Extract each of the rows below and reproduce every line verbatim, without altering any character.

• [Data lines]
···

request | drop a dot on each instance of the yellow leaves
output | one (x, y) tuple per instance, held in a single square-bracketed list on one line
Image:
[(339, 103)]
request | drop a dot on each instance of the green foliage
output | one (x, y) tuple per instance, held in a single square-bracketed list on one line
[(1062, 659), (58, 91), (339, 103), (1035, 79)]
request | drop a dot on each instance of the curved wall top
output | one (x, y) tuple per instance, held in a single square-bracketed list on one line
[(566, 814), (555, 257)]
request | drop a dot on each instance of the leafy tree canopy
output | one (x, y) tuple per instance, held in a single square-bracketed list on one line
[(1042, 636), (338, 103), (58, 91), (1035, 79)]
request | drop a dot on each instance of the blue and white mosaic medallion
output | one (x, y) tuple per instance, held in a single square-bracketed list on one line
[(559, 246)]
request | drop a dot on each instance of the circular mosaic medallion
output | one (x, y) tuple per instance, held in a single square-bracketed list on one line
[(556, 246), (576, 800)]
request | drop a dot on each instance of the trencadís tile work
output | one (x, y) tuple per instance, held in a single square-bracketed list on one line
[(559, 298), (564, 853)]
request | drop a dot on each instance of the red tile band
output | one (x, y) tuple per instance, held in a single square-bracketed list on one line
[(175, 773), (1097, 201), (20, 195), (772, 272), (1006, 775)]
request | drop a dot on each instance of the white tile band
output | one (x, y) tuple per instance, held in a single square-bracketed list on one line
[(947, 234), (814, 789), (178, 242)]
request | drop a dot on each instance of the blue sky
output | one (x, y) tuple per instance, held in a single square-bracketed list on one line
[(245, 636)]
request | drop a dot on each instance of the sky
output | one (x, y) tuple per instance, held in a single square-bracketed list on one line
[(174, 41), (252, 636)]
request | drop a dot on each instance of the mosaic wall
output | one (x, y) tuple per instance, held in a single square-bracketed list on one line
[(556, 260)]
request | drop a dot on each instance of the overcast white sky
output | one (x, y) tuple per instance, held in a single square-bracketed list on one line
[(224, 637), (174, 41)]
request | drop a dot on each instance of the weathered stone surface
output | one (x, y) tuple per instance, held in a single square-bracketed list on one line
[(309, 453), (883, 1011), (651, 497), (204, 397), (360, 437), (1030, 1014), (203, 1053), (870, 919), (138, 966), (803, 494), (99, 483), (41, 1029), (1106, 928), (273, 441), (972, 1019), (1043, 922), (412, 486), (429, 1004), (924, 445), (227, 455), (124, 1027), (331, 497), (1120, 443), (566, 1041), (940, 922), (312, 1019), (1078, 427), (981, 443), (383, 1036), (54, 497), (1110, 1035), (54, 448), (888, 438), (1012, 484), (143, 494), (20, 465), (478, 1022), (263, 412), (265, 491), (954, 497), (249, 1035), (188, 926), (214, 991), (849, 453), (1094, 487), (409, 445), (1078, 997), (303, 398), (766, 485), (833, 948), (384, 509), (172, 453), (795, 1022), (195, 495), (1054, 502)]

···

• [Result]
request | drop a dot on each instance of the yellow leaves
output | one (x, y) tuple per instance, held in a single square-bracketed list on one line
Image:
[(339, 103)]
request | drop a dot on each instance of the green foliage
output | one (x, y) tuple per instance, held in a single square-bracketed list on one line
[(1062, 659), (58, 91), (339, 103), (1035, 79)]
request | drop a dot on each instance of the curved wall top
output | one (x, y) tuple per instance, held in a single square-bracketed list on one line
[(566, 814), (555, 257)]
request | drop a dot on each instance of the leafy tree canopy
output | one (x, y) tuple per instance, held in a single square-bracketed list on one line
[(1042, 636), (338, 103), (58, 91), (1035, 79)]
request | drop a dot on each instance of the blue and white mosaic medallion
output | one (x, y) tuple per instance, held in a single square-bracketed list on one line
[(559, 246)]
request | drop a dot on each instance of the circular mosaic medallion
output | one (x, y) tuple per instance, held in a single square-bracketed list on one line
[(556, 246), (576, 800)]
request | drop a dot on each instance of the trencadís tile work
output | one (x, y) tuple per instance, held in a single square-bracketed list on one line
[(559, 298), (564, 853)]
request | drop a dot on each instance of the red tile band
output | one (x, y) tuple per instance, held in a single square-bracketed list on one line
[(175, 773), (1097, 201), (20, 195), (772, 272), (1006, 775)]
request | drop a dot on each instance of the white tile band
output | one (x, y) tuple per instance, held in a single square-bracketed list on one line
[(947, 234), (814, 789), (178, 242)]
request | drop a dot on each instance of the blue sky
output | one (x, y) tuple per instance, held in a single square-bracketed list on one line
[(245, 636)]
request | drop a dot on each instance of the sky
output | one (x, y) tuple per instance, held in a single square-bracketed list on one line
[(174, 41), (252, 636)]
request | drop a dot on each instance of the mosaic wall
output | one (x, y) tuple per instance, held in a single square-bracketed list on one line
[(556, 260)]
request | drop a dot on each instance of the overcast white sky
output | one (x, y) tuple per instance, held in a single square-bracketed list on one line
[(224, 637), (174, 41)]
request | drop a dot on each instance of the weathered stone surface
output | one (x, y) tuple per instance, held in a single square-bracketed list on one line
[(309, 453), (883, 1011), (651, 497), (204, 397), (360, 437), (1030, 1014), (203, 1053), (870, 919), (138, 966), (803, 494), (99, 483), (41, 1029), (1106, 928), (273, 441), (972, 1019), (1043, 922), (412, 486), (429, 1004), (924, 445), (227, 455), (124, 1027), (331, 497), (1120, 443), (566, 1041), (940, 922), (312, 1019), (1078, 427), (981, 443), (383, 1036), (54, 497), (1110, 1035), (54, 448), (888, 438), (1012, 484), (143, 494), (20, 465), (478, 1022), (263, 412), (265, 491), (954, 497), (249, 1035), (188, 926), (214, 991), (849, 453), (1094, 487), (409, 445), (1078, 997), (303, 398), (766, 485), (833, 948), (384, 509), (172, 453), (795, 1022), (195, 495), (1054, 502)]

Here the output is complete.